- [INSTRUCTIONS FOR THE TASK]:
In the passage about the church and usury, what did Pope John Paul II call the Jewish people when he sought their forgiveness?

- [DOCUMENT EXCERPT]:
In part, it did so by demonizing the very people whose own religious injunctions against usury provided the bedrock of the church's arguments against it: the Jews, a presence of deep historical record in Rome that forcibly reminded a hostile hierarchy that the church's own original sin lay in its dependence for moral precepts on a people it regarded as damned to all eternity. It is ironic that Pope John Paul II, soon to be imitated by the parish priest of Monti in a genuinely moving ceremony of recognition for a local church's role in the forced conversion of Roman Jews, sought the forgiveness of the Jewish people, whom he called "our elder brothers"; the Israelite condemnation for usury was expressed as a rejection of ensnaring one's "brothers" in debt."

Records from a dataset:
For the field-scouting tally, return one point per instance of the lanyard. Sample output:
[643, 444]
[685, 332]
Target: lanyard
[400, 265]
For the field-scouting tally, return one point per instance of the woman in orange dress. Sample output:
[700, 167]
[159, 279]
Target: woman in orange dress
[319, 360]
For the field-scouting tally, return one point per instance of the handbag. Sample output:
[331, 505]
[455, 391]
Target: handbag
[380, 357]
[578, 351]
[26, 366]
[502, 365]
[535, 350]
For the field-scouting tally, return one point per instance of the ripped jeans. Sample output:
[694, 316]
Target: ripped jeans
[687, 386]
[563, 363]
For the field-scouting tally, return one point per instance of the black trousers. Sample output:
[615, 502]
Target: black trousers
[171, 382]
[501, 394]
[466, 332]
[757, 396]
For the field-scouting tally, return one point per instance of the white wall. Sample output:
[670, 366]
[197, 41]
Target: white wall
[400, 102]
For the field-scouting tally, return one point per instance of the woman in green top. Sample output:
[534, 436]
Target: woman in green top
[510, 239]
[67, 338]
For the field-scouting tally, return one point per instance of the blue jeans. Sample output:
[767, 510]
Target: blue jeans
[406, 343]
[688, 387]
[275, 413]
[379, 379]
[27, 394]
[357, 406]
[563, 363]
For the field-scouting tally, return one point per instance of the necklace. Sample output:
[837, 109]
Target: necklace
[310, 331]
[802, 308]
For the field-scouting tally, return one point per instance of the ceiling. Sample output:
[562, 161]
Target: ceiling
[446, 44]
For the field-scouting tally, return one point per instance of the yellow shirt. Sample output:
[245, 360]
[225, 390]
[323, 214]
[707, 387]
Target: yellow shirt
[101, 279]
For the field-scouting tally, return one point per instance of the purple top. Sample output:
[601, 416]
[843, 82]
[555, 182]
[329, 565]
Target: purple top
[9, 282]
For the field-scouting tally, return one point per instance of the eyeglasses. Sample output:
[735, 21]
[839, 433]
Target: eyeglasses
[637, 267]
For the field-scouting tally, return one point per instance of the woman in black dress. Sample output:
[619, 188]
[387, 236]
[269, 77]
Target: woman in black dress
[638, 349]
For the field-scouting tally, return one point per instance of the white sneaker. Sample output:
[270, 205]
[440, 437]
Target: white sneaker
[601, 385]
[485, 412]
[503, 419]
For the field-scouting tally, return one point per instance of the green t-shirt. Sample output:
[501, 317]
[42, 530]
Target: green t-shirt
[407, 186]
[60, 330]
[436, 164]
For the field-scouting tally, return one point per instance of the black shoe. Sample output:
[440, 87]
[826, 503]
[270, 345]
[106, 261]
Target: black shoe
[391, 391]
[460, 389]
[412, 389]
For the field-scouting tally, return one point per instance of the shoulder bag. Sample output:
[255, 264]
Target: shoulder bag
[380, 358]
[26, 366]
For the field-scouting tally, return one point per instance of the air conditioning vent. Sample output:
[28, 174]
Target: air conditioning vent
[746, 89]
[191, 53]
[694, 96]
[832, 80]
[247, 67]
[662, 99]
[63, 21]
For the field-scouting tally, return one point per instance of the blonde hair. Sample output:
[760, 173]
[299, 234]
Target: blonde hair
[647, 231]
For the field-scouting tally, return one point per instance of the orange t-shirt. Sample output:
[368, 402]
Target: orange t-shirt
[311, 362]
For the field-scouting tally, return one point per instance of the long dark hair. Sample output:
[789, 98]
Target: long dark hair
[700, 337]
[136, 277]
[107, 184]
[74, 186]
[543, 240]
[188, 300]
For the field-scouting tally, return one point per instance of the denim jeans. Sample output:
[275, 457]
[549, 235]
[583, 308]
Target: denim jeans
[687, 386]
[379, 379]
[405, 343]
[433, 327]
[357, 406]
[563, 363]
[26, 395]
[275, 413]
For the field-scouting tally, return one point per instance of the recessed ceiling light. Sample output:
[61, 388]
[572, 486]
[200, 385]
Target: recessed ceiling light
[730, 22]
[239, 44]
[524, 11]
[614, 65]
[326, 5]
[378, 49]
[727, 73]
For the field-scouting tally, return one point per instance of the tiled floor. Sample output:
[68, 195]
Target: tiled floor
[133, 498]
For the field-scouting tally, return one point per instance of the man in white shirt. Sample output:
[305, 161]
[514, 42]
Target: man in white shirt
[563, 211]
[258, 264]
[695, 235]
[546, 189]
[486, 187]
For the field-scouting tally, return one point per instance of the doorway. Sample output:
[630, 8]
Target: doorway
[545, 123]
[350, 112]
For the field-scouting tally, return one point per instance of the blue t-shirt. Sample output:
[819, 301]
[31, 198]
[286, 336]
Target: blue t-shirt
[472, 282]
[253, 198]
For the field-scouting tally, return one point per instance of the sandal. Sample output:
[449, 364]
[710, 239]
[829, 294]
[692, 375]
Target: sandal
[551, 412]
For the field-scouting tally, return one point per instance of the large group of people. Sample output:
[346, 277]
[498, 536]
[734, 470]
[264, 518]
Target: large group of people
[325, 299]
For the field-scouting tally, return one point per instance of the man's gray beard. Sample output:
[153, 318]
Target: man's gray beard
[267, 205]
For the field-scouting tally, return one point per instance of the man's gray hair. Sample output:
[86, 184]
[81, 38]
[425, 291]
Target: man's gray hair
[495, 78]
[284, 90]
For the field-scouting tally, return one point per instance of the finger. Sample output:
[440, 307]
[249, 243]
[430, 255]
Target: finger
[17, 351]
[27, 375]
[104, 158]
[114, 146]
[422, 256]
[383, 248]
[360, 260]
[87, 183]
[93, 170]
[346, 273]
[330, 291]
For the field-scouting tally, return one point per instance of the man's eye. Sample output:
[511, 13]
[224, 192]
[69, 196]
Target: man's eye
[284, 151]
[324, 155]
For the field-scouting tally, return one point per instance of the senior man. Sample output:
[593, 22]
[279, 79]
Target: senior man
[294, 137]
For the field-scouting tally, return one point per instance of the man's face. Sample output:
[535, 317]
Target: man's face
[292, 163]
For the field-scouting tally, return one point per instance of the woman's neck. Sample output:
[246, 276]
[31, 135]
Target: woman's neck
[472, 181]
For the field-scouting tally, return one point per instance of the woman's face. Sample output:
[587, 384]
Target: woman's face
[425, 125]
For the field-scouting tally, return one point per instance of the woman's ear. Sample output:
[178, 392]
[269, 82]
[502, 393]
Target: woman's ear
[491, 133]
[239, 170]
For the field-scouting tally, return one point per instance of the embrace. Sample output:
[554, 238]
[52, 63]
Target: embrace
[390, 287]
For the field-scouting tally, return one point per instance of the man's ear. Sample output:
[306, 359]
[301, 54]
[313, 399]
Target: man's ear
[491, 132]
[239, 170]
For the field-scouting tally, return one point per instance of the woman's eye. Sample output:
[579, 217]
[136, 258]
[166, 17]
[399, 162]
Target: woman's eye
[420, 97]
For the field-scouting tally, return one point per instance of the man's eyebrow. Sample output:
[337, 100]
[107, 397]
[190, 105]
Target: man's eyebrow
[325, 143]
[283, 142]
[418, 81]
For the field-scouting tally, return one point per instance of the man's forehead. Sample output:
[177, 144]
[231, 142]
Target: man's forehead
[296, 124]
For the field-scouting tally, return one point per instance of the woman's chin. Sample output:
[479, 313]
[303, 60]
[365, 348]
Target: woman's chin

- [WRITTEN REPLY]:
He called them "our elder brothers."